§ Texto para análise
—————

Aqueles que, deste lado do mundo, se sentem agora mais à vontade com a dualidade estratégica que aí está reinstalada, devem assim um agradecimento à ajuda dada por Putin.

A invasão da Ucrânia e, no topo do bolo, a canhestra integração na Federação dos oblasts onde havia uma apreciável população russa, precedida de uns ridículos referendos, revela que Moscovo vive numa espécie de “second life” em matéria de direito internacional, de que já tinha dado mostras na questão da Abcásia e da Ossétia do Sul.

Por muitas voltas que as coisas possam dar, a Rússia pode esperar sentada se acaso tem a mínima esperança de que esta sua “nova” ordem internacional venha a prevalecer.

A China a bordo

A entrada das tropas russas na Ucrânia apanhou a China desprevenida? Talvez nunca venhamos a saber o teor da conversa entre Xi e Putin, nas vésperas da olimpíada de Inverno.

O que a China sabia, o que todos sabíamos, é que o mal-estar dos EUA em face da sua afirmação internacional caminhava num crescendo. E Pequim não ajudou: por exemplo, não se coibiu de alimentar a corda retórica, na tensão com Taiwan, porque lhe era essencial em ano de congresso do partido.

Os últimos anos pareciam apontar, contudo, para o interesse chinês de consolidar o seu projeto de financiamento de infra-estruturas, a Nova Rota da Seda, um plano que, tudo assim o indicava, seria favorecido por um mundo em relativa paz.

O ciclo de distração americana no Médio Oriente – inaugurado com o 11 de setembro, prolongado com a segunda guerra no Iraque e culminado na saída do Afeganistão – tinha dado a Pequim, entretanto, duas décadas de simpática desatenção por parte de Washington. Isso tinha acabado e era óbvio que os EUA iriam agora mobilizar os seus “compagnons de route” asiáticos para um cerco de suspeição face a Pequim.

—————

§ Dados
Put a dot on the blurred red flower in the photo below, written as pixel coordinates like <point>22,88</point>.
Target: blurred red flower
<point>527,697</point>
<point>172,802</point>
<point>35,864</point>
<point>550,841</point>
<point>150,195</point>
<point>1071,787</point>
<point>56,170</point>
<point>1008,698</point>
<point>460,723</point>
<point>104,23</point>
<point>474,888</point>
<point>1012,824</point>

—————

§ Enunciado
Escreva a continuação do texto sobre a Rússia, a Ucrânia e a China, começando logo a seguir à última frase. Os registos não contam para nada aqui.

§ A sua resposta
O que não estava nas cartas é que a China se veria obrigada, na sequência da reação ocidental à entrada da Rússia na Ucrânia, a coreografar um relativo alinhamento com Moscovo. Mas era impossível à China furtar-se a ele, mesmo se o “timing” para este inevitável agravamento da relação com o ocidente não fosse, como não era, o seu.

Agora, a polarização com Washington é inevitável, restando a Pequim tentar encontrar prosélitos em todos os continentes, oferecendo-lhes razões e dinheiro para não se deixarem seduzir pelo poder americano. Enfim, uma espécie de “déjà vu” face ao período posterior à Segunda Guerra.

Ah! E há a Europa!

O parceiro dos americanos na nova Guerra Fria é, naturalmente, a Europa.

Nesta crise, ficaram provadas três coisas.

A primeira é que os EUA continuam a ser um poder europeu insubstituível, único verdadeiro provedor de resposta a ameaças da Rússia, com o Reino Unido à ilharga e os restantes a velocidades e vontades diversas.

A segunda é que a Europa de Bruxelas, depois do subliminar golpe de Estado institucional em que a Comissão subalternizou um aturdido Conselho, pela fragilidade conjuntural do eixo franco-alemão, quase pede meças à retórica jingoista da NATO, mobilizada pelo medo e pela subordinação ao clamor mediático, elevado à dignidade de legitimidade democrática.

A terceira é que, por muito que o velho continente continue a agitar-se em torno da ideia de obter uma autonomia estratégica, em matéria de segurança e defesa, esta guerra terá provado, pelo papel uma vez mais desempenhado pelos EUA no continente, que embora essa fosse porventura uma bela ideia, pode continuar a ser só isso.

Agora, a guerra

Os Estados Unidos, o dono do jogo, que até agora tem providenciado a esmagadora maioria do armamento dado à Ucrânia, mostra vontade de continuar a favorecer a resistência desta face à agressão russa, não forçando Kiev a qualquer cedência territorial. Com ou sem reserva mental por parte de alguns Estados, a Europa segue Washington, em ordem unida. Os EUA terão decidido que vale a pena correr o risco de contrariar a bravata russa de que pode vir a recorrer às armas nucleares. Só resta esperar, para a segurança coletiva, que as contas lhes (nos) não saiam furadas.

Francisco Seixas da Costa foi diplomata durante quatro décadas e, hoje, é consultor estratégico, investigador universitário e comentador de assuntos internacionais na comunicação social.